Goal
Could you edit the lines from the one containing "row: <item>motorcycle front wheel</item>" up to and including the one containing "39], [147, 44]]", replacing "even-odd fill" with "nonzero fill" and leaving everything else unchanged?

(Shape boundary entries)
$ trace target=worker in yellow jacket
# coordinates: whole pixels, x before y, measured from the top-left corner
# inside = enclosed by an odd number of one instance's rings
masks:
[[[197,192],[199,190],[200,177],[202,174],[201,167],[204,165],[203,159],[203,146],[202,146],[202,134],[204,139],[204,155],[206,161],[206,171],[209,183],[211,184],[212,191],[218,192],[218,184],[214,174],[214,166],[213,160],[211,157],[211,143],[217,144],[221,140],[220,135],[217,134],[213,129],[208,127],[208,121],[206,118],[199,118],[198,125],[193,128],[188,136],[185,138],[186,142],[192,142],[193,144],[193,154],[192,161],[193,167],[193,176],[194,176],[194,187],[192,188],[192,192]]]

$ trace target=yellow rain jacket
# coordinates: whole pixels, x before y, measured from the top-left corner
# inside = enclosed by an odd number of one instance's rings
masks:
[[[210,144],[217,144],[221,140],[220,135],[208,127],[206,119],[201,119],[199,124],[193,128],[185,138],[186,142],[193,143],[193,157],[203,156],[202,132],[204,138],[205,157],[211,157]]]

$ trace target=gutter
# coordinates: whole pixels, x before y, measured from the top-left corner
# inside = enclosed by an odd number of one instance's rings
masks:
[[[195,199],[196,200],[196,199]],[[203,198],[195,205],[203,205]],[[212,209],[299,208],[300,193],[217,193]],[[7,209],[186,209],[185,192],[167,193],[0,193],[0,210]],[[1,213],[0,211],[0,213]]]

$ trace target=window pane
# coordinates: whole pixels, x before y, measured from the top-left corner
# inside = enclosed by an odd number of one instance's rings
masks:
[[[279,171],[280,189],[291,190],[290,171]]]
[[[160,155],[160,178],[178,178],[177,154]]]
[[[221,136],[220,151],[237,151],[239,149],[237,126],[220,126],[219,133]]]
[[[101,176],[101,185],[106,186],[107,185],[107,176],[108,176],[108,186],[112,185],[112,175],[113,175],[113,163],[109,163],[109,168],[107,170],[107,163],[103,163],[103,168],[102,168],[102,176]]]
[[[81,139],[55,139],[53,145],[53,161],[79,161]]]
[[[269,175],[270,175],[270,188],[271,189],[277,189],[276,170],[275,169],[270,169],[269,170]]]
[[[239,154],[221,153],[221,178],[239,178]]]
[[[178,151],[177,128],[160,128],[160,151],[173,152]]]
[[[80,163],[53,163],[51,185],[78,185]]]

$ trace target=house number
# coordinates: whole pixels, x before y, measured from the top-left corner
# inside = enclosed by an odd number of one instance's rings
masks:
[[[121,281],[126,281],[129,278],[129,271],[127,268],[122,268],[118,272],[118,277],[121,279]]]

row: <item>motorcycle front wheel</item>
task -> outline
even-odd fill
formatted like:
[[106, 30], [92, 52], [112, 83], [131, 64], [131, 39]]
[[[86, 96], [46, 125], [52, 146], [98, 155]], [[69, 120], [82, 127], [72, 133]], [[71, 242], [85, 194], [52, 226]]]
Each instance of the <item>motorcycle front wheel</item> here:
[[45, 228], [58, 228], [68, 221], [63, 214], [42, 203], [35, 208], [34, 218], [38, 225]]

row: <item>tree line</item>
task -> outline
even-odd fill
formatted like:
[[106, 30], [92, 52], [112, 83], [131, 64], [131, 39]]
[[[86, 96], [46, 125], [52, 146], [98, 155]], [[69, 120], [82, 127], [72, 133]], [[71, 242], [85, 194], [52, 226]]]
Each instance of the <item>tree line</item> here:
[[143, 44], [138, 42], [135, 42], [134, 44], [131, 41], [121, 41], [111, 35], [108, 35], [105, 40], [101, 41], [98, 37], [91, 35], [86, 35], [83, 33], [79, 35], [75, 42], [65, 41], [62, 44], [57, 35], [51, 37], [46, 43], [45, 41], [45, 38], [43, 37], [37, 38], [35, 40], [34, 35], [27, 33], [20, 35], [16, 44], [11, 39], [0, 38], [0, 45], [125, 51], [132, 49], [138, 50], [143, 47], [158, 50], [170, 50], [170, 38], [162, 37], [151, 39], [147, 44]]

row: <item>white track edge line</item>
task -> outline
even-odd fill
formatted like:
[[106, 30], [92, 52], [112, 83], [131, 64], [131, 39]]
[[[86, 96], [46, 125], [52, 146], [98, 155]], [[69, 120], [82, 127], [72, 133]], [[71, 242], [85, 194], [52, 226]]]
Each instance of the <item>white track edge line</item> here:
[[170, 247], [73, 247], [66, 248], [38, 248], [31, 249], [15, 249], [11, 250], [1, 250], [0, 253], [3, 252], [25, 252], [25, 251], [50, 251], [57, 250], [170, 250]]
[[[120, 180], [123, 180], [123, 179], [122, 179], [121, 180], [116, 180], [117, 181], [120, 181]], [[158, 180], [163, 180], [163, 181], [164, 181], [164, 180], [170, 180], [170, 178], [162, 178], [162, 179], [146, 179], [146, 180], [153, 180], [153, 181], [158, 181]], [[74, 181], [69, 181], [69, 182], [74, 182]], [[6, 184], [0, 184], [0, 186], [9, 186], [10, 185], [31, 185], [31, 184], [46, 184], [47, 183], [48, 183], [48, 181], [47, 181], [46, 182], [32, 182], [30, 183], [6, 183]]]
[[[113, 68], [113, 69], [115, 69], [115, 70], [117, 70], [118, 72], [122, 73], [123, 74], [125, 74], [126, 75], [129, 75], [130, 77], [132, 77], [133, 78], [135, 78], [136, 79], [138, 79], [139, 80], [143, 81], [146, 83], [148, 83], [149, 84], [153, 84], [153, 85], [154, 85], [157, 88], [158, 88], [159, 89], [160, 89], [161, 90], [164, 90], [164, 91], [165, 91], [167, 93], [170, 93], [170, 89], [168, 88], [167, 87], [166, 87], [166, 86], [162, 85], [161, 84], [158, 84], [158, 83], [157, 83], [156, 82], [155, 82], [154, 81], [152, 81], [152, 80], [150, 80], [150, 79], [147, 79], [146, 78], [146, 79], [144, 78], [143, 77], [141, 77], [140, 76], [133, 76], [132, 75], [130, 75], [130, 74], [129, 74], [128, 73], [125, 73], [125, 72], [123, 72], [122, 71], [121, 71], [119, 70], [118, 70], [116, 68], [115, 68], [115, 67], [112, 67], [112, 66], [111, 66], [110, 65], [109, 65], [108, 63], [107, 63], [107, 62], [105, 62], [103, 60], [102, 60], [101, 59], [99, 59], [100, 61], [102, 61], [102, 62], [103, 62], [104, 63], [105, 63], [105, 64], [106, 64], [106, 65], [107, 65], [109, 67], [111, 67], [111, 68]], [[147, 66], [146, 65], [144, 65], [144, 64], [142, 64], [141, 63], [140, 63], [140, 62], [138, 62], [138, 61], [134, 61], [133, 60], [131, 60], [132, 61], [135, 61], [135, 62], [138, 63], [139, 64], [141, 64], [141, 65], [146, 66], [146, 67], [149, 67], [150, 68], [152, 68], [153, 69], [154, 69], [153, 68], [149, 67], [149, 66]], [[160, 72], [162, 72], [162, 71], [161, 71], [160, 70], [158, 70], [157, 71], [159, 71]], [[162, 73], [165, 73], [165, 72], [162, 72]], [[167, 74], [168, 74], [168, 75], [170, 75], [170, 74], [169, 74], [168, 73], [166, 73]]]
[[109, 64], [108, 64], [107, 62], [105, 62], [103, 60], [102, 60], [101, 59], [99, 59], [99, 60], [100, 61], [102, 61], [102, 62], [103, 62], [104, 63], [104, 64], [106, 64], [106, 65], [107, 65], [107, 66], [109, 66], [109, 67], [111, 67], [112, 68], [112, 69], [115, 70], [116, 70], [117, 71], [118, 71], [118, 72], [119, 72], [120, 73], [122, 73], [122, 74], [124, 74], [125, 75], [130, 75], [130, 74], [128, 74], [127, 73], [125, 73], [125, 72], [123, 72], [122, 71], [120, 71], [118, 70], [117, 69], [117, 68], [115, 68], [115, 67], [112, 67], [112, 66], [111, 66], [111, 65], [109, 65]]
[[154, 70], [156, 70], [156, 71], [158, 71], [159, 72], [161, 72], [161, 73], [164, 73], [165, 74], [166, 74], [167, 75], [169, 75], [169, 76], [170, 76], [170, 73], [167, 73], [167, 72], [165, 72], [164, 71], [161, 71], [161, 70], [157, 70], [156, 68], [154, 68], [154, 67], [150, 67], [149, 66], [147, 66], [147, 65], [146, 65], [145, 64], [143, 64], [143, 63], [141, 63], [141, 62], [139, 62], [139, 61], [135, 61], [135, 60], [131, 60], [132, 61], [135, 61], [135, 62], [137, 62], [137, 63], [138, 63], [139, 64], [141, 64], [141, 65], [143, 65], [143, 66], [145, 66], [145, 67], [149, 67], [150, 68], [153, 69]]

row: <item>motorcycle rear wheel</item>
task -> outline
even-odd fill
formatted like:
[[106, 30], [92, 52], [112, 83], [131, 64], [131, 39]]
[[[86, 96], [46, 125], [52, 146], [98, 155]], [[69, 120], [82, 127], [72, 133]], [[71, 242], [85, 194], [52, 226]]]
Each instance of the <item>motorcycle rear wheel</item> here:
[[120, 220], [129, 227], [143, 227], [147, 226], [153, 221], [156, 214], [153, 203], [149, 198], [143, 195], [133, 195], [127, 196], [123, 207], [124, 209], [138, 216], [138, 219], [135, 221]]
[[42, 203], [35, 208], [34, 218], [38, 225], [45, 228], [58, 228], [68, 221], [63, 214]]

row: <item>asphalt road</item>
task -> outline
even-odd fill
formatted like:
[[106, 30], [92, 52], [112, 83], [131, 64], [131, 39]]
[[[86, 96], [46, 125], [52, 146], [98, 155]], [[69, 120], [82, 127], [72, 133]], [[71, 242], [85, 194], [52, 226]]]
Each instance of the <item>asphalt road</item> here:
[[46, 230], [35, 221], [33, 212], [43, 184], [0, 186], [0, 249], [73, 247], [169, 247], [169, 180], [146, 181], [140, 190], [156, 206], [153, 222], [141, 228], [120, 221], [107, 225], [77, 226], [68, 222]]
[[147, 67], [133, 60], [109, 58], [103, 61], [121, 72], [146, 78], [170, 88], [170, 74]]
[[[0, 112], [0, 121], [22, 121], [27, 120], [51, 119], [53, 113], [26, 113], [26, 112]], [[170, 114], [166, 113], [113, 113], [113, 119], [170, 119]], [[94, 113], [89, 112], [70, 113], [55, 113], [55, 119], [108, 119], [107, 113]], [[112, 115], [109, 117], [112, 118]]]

Response for this exercise
row: <item>motorcycle front wheel</item>
task -> outline
nonzero fill
formatted like:
[[106, 30], [92, 52], [112, 83], [131, 64], [131, 39]]
[[[86, 96], [46, 125], [52, 146], [98, 155]], [[69, 120], [82, 127], [72, 133]], [[71, 242], [85, 194], [52, 226]]]
Each instance of the <item>motorcycle front wheel</item> here:
[[45, 228], [58, 228], [68, 221], [63, 214], [42, 203], [35, 208], [34, 218], [38, 225]]

row: <item>tree line</item>
task -> outline
nonzero fill
formatted like:
[[106, 30], [92, 52], [112, 83], [131, 64], [131, 39]]
[[[86, 96], [46, 125], [52, 146], [98, 155]], [[69, 120], [82, 127], [72, 133]], [[71, 242], [85, 194], [52, 226]]]
Each instance of the <item>tree line</item> here:
[[143, 44], [138, 42], [135, 42], [134, 44], [131, 41], [121, 41], [111, 35], [108, 35], [105, 40], [101, 41], [98, 37], [91, 35], [86, 35], [83, 33], [79, 35], [75, 42], [65, 41], [62, 44], [57, 35], [51, 37], [46, 43], [45, 41], [45, 38], [43, 37], [37, 38], [35, 40], [34, 35], [27, 33], [20, 35], [16, 44], [11, 39], [0, 38], [0, 45], [125, 51], [132, 49], [138, 50], [143, 47], [158, 50], [170, 50], [170, 38], [162, 37], [151, 39], [147, 44]]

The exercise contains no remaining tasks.